● **TASK TO COMPLETE**:
Pull out each line of the data below that contains the word "green". Letter case counts.

* Begin TASK DATA *

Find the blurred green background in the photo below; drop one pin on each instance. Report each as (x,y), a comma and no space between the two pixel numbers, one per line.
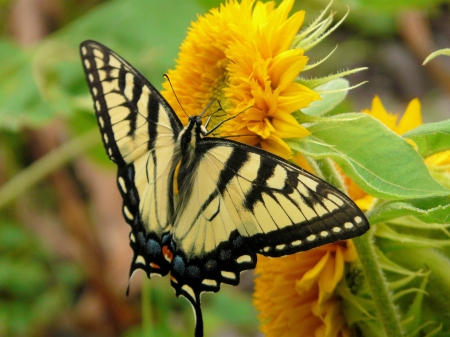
(64,254)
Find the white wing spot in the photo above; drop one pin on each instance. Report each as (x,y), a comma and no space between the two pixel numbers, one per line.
(140,259)
(244,259)
(335,199)
(296,243)
(227,274)
(311,184)
(189,291)
(312,237)
(348,225)
(98,53)
(324,234)
(122,184)
(128,213)
(209,283)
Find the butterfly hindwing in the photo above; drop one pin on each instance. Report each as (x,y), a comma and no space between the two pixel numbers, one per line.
(233,201)
(244,201)
(139,130)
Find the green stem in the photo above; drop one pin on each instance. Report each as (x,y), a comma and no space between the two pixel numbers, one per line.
(46,165)
(378,286)
(146,308)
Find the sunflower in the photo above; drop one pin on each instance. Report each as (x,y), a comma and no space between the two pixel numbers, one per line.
(240,56)
(295,294)
(410,119)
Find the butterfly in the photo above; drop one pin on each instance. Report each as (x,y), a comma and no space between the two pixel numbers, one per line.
(231,201)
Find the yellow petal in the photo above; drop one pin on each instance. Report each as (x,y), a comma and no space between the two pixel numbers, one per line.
(411,119)
(286,126)
(276,146)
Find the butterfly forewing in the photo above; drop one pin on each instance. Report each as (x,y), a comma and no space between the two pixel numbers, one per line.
(139,132)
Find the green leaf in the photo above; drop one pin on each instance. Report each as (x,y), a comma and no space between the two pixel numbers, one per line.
(445,51)
(49,80)
(379,161)
(329,99)
(407,240)
(20,103)
(148,34)
(430,210)
(431,138)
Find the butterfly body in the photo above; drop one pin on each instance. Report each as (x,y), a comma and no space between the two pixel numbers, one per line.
(230,201)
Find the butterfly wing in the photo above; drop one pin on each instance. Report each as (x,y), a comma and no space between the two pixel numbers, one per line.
(139,131)
(243,201)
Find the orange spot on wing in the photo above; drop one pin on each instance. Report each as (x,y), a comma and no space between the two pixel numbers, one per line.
(168,255)
(154,265)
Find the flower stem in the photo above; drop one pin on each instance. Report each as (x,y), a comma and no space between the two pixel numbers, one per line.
(46,165)
(378,286)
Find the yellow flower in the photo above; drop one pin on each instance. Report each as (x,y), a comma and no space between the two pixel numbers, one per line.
(239,54)
(295,293)
(411,119)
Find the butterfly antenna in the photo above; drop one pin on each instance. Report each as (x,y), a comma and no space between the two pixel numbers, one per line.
(226,120)
(168,79)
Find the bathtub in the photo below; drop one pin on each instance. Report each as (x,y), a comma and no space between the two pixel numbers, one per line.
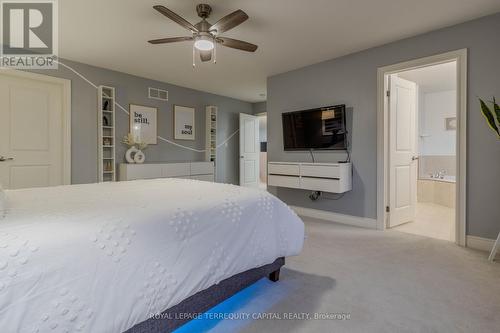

* End TASK DATA *

● **OUTPUT FOR THIS TASK**:
Find the blurred green background in the photo below; drop one pin on each instance. Report each as (x,y), a comma and no space between the two pixel numbers, one per line.
Find the green stem in the photo above; drop one pin on each instance. Report each as (x,y), a comma and no space between the two pixel numbers, one per line.
Find the green leaf in the photo above; drop one pin on each instance. Report each as (x,y), a comma and no space between the two pixel numbers, one per line.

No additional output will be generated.